> BRIEF
Please gather every line in the records below that contains the string "cabinet", copying each one in full.

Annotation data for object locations
______

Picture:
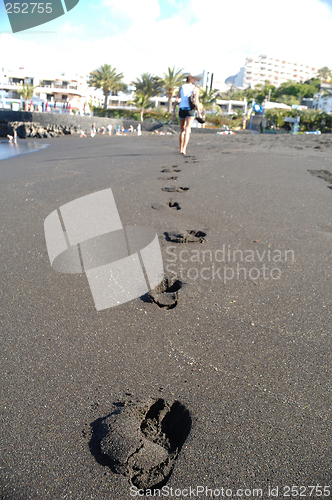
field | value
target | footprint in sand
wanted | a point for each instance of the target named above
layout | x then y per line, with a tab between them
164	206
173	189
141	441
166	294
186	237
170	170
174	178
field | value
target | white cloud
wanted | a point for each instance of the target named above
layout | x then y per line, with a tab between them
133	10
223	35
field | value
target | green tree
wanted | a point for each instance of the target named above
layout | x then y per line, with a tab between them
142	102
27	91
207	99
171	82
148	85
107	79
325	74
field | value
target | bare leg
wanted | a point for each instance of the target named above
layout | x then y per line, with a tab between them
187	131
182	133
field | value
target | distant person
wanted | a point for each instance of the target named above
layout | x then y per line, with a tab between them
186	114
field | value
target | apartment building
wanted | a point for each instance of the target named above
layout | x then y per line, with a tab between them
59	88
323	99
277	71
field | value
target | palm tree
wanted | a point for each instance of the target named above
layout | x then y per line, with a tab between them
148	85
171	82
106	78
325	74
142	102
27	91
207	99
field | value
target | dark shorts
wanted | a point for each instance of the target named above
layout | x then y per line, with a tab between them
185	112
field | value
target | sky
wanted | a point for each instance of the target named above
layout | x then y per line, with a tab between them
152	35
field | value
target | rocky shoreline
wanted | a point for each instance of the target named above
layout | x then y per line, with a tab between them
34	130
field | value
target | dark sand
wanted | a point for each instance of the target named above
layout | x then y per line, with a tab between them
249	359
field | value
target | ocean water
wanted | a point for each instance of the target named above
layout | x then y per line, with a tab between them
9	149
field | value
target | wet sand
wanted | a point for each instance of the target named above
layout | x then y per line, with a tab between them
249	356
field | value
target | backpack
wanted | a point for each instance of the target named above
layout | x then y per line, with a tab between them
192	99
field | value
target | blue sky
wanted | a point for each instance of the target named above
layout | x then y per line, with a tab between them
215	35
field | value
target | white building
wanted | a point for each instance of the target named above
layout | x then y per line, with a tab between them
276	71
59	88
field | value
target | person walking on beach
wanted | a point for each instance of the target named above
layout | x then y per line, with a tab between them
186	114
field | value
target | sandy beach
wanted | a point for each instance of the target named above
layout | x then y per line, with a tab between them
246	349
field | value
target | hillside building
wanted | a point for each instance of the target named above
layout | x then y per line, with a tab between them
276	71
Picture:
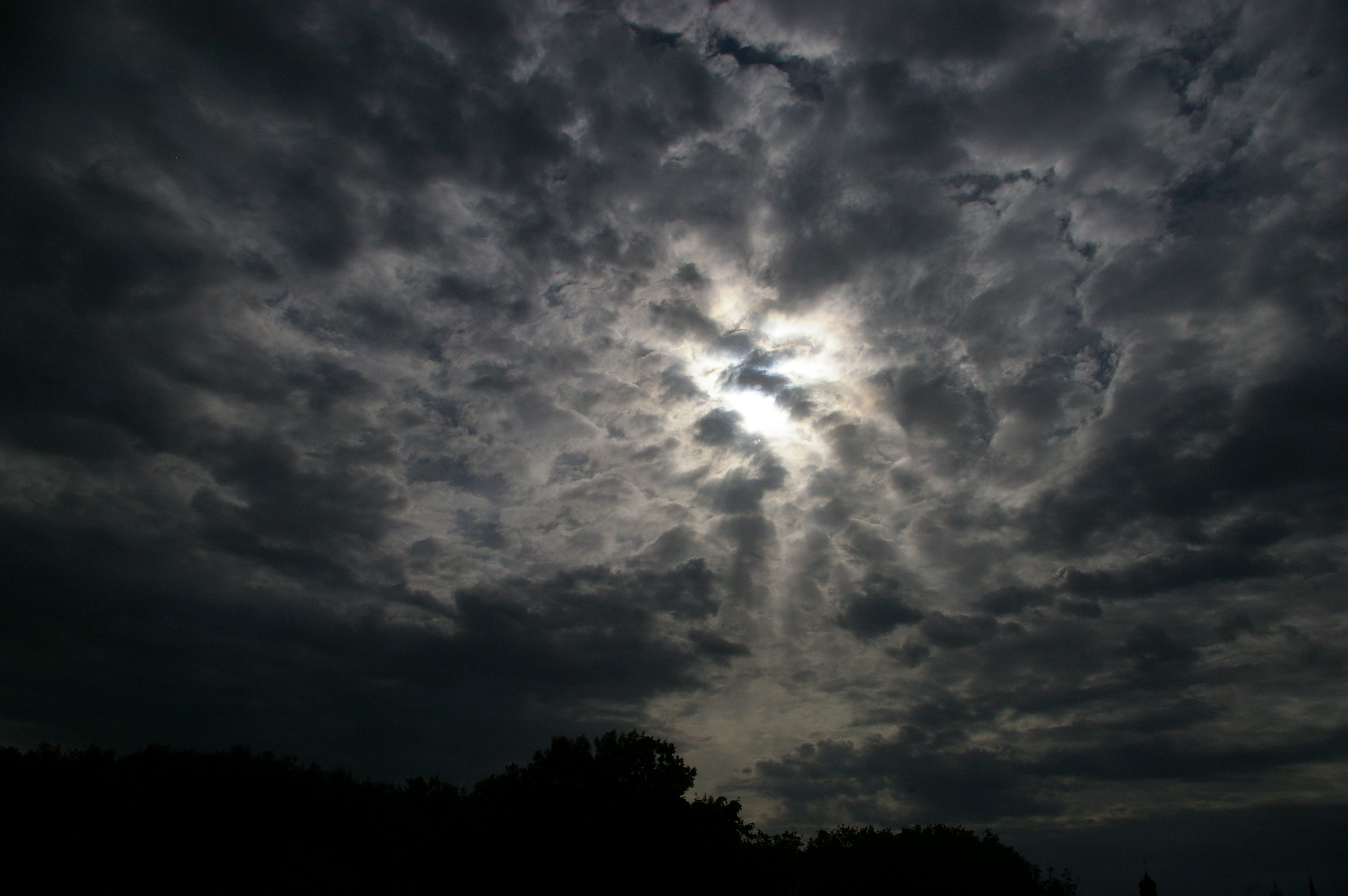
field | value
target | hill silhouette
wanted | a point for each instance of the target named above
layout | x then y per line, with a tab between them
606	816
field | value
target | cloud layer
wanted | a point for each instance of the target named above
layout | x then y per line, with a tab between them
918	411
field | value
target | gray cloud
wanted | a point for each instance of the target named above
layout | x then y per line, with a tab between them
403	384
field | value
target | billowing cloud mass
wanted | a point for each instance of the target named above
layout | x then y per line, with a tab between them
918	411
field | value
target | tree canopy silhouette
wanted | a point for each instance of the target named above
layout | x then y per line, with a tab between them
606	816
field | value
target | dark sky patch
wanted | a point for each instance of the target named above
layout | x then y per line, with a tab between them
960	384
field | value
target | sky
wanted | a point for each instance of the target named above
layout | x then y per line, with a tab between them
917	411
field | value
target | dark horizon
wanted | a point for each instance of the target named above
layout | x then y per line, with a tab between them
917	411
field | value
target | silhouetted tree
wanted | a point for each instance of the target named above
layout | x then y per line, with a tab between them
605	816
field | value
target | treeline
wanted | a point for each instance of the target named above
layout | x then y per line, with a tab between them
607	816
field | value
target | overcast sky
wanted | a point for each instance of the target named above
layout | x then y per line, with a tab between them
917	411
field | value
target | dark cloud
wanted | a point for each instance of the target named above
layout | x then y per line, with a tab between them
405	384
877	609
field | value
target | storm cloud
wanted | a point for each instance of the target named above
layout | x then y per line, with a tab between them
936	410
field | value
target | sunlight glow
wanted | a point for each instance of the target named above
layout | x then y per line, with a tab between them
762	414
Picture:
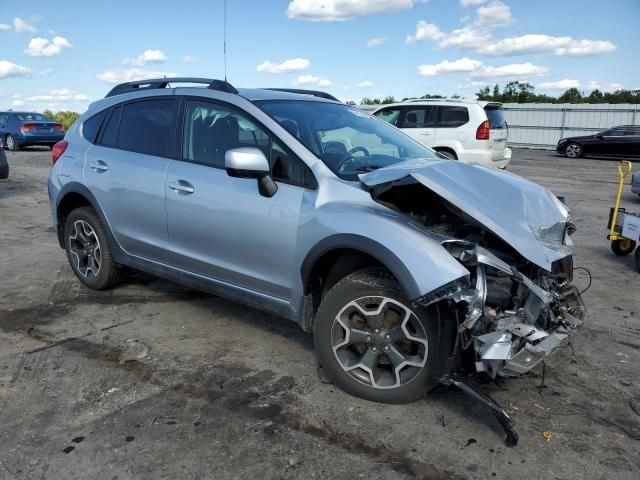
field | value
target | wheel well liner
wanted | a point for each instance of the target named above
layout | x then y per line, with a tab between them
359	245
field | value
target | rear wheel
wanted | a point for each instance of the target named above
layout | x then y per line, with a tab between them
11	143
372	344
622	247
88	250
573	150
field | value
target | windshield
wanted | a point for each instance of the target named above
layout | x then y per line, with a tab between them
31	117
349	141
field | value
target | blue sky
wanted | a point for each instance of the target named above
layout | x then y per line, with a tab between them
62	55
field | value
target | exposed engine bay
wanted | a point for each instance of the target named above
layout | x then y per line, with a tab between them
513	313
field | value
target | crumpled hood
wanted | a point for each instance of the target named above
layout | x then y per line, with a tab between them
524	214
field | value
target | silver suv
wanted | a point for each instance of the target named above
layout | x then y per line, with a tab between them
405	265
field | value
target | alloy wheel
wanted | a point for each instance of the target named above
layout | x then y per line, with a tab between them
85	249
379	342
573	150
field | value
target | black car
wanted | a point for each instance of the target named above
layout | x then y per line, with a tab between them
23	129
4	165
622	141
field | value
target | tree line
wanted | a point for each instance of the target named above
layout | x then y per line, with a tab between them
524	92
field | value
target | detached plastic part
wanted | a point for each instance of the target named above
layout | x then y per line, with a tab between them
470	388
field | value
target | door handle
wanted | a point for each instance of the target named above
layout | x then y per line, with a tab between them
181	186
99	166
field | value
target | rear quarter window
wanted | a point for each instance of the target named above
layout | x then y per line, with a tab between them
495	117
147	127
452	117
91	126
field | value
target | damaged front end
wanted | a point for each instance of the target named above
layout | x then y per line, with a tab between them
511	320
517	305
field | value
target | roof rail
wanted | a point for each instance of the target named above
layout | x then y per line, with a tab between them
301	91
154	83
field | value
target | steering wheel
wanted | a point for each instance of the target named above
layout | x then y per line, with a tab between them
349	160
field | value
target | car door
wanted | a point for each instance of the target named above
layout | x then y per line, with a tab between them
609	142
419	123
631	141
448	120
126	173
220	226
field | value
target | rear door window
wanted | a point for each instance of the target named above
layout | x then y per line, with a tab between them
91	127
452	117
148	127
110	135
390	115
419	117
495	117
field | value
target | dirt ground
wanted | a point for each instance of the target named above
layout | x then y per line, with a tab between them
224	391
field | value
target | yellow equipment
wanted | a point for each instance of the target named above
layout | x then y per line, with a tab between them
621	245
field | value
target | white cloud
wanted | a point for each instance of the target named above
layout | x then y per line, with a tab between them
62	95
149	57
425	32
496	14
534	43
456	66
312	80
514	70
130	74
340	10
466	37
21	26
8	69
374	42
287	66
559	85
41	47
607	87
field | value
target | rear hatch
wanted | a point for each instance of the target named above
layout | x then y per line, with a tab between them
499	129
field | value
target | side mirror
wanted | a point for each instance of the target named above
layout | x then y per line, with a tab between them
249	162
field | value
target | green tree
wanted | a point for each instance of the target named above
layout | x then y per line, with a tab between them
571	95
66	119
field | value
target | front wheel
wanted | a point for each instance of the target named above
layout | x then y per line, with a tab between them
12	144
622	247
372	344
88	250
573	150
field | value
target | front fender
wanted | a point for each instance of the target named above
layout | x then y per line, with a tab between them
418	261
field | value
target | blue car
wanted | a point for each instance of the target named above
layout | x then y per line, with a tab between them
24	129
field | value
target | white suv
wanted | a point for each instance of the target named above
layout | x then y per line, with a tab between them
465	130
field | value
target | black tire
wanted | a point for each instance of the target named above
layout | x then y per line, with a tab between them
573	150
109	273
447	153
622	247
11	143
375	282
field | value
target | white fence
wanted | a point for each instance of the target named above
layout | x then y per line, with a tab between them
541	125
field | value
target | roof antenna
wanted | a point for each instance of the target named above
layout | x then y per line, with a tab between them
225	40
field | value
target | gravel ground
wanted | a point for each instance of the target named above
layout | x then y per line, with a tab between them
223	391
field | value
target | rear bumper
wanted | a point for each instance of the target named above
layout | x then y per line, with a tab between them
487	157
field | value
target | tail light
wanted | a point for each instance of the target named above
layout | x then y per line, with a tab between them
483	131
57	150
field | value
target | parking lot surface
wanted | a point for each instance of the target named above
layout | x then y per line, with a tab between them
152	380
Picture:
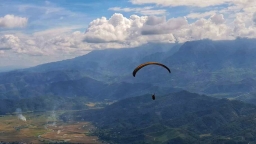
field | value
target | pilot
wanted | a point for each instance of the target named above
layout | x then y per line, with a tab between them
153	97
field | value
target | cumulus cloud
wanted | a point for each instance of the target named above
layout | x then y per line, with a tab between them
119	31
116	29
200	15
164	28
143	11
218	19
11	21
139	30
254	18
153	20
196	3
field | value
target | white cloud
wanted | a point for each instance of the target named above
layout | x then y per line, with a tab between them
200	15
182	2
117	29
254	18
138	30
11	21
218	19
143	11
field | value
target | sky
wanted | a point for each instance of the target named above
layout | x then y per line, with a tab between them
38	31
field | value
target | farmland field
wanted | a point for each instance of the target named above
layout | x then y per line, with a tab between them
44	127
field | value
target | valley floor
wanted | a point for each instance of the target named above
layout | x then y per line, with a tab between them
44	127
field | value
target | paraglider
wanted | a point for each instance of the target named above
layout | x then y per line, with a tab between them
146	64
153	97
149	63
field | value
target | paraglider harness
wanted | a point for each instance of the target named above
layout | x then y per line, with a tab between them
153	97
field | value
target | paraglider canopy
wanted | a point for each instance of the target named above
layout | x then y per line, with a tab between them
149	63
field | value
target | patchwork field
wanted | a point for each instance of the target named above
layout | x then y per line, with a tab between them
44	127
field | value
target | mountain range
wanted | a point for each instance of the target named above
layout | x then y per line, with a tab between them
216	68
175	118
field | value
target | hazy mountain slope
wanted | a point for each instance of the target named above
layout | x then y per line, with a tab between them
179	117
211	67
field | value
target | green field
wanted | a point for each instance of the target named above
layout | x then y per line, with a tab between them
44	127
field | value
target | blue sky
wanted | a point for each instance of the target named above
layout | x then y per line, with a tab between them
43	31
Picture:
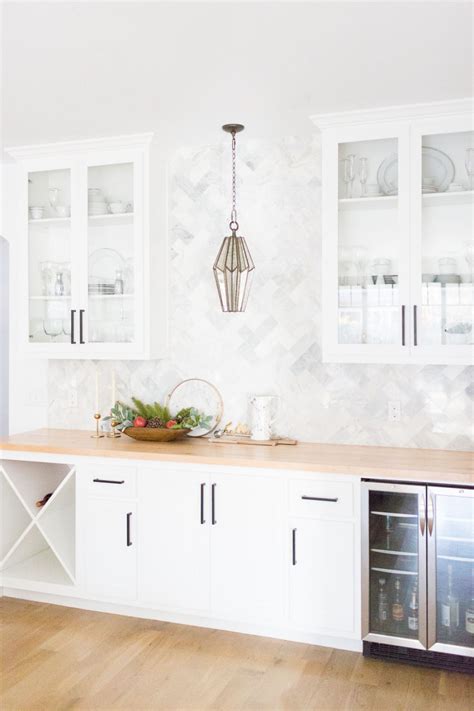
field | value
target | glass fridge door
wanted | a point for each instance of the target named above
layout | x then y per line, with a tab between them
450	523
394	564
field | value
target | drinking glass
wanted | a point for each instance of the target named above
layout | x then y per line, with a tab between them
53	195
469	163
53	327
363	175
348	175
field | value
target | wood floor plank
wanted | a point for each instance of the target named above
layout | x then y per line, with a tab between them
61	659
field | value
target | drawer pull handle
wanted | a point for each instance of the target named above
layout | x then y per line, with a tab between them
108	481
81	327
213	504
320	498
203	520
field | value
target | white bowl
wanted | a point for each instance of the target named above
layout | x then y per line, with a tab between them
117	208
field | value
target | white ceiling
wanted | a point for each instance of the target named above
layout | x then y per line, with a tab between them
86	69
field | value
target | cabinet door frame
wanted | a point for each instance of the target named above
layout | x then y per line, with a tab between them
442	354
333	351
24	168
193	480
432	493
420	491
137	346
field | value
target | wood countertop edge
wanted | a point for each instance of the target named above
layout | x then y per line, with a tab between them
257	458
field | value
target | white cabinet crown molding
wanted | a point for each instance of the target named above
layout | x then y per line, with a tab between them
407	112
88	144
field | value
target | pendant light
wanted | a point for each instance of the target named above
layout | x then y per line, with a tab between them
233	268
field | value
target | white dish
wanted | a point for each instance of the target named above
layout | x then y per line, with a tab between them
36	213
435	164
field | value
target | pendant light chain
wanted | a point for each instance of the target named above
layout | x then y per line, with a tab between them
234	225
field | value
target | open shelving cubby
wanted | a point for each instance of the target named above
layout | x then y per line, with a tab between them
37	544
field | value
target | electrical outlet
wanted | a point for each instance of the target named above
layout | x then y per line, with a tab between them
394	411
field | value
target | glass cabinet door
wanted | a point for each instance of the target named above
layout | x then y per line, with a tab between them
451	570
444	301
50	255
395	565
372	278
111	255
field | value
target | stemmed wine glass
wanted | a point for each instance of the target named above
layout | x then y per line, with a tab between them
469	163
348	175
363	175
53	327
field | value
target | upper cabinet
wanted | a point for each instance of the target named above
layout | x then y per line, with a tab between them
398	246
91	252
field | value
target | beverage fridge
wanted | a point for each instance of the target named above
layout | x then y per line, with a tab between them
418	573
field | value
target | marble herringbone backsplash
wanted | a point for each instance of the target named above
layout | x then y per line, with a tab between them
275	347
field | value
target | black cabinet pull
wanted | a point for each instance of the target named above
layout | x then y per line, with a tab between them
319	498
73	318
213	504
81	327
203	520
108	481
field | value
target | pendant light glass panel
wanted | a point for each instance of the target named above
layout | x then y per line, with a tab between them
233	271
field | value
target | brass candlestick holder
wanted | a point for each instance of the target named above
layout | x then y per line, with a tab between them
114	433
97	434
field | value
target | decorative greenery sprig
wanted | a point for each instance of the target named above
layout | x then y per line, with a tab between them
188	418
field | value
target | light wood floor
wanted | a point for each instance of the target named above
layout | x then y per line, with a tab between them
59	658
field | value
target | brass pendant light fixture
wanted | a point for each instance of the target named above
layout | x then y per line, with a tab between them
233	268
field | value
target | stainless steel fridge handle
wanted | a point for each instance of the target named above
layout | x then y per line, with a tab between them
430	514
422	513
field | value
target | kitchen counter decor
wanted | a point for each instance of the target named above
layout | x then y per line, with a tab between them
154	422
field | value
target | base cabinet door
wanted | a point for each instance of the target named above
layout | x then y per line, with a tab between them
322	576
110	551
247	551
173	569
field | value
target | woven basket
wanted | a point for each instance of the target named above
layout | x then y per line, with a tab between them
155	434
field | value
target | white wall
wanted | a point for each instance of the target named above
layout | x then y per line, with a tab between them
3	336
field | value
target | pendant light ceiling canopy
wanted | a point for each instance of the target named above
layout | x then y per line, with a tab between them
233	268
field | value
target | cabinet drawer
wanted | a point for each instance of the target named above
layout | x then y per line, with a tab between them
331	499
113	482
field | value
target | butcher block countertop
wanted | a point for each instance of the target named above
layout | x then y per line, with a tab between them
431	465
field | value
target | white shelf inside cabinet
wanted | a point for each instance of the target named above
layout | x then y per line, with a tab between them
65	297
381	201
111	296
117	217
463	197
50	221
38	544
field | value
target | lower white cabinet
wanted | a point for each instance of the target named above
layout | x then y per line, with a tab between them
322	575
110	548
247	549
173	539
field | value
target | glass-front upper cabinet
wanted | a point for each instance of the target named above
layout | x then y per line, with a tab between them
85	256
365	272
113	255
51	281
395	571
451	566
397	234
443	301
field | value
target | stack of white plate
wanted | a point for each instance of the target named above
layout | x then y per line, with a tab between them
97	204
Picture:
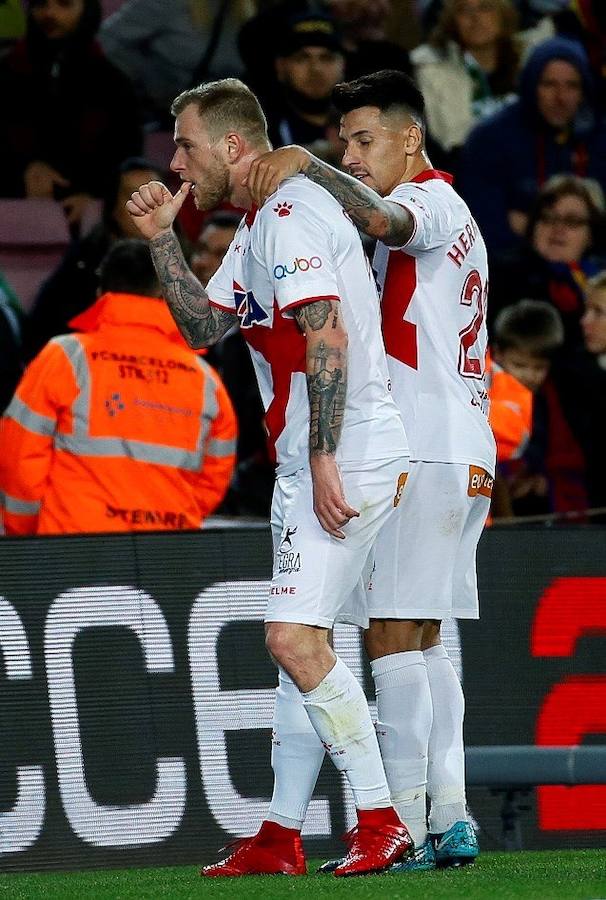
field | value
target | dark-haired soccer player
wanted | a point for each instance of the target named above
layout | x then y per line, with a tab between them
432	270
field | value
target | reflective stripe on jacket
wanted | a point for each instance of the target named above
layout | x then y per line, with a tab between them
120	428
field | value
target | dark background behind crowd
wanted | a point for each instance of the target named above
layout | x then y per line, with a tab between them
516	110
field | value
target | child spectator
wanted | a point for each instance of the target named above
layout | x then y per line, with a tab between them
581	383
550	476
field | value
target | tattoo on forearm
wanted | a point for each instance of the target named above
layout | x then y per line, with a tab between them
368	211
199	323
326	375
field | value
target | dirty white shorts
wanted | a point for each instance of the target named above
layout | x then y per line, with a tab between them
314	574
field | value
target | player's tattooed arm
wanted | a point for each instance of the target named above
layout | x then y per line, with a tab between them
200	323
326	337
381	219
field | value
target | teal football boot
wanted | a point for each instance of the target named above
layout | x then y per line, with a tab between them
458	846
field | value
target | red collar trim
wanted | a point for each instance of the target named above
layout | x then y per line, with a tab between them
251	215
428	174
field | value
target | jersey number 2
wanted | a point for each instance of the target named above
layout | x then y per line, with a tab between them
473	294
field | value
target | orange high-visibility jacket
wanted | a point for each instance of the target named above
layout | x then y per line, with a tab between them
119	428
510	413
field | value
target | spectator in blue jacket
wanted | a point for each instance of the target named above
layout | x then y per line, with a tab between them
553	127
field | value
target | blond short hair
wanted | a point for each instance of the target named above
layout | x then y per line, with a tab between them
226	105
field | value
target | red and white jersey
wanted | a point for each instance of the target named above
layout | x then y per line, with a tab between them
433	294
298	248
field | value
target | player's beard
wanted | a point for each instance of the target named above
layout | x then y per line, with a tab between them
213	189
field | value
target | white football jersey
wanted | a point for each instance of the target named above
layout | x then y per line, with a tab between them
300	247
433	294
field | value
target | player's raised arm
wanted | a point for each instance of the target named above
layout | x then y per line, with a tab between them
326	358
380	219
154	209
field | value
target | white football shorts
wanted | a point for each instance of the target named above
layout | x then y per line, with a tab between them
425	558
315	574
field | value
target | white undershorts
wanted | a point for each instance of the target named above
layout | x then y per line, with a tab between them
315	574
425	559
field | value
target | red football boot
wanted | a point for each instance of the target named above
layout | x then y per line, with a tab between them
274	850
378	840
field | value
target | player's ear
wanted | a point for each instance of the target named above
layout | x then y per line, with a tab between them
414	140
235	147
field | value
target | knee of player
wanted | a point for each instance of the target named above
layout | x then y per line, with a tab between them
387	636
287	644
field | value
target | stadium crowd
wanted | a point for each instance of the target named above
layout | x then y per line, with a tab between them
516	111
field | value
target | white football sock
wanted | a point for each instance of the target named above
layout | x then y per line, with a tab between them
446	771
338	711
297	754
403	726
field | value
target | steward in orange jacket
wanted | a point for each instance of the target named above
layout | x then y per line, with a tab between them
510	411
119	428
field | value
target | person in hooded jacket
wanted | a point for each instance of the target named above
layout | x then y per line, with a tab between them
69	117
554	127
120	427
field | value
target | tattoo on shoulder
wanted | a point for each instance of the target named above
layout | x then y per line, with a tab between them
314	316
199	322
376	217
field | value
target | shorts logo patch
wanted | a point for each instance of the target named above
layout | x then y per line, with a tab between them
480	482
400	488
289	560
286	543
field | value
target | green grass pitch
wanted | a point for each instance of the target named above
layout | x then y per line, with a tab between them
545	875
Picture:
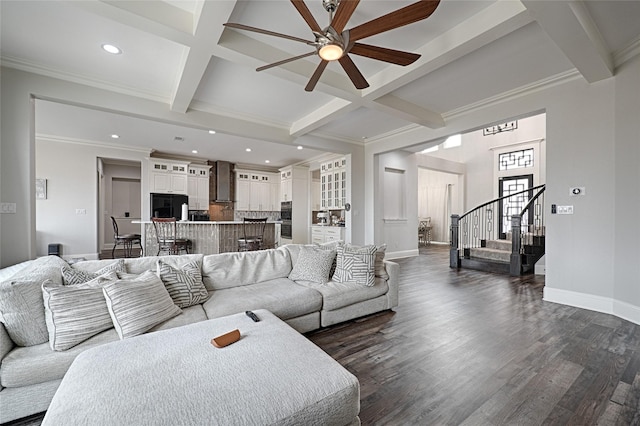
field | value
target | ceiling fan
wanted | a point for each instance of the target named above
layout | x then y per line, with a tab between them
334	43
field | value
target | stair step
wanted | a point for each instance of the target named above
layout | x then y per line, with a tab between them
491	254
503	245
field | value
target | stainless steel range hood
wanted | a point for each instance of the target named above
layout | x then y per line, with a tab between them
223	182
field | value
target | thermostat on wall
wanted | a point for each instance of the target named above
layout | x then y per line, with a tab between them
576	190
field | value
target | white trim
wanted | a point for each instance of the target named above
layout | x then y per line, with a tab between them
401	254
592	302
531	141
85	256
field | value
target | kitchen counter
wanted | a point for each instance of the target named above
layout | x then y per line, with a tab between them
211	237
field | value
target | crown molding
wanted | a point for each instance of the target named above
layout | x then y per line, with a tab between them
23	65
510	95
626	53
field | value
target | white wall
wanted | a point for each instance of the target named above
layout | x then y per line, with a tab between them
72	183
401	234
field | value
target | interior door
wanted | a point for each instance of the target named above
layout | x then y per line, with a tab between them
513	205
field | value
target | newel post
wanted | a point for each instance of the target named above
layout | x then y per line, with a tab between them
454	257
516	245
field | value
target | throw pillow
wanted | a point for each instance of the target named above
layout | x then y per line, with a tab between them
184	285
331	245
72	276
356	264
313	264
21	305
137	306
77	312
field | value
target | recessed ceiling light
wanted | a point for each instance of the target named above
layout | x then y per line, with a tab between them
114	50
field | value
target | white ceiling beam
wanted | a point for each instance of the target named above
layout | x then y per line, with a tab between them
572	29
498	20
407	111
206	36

______

> ANSWER TO THIS TASK
target | cabinet door frame
target | white cabinet crown molding
target | glass cabinet door
target | upper cabinet
target | black cabinet pull
target | base cabinet door
target | cabinet drawer
target | white shelf inside cabinet
target | lower white cabinet
target | glass-front upper cabinet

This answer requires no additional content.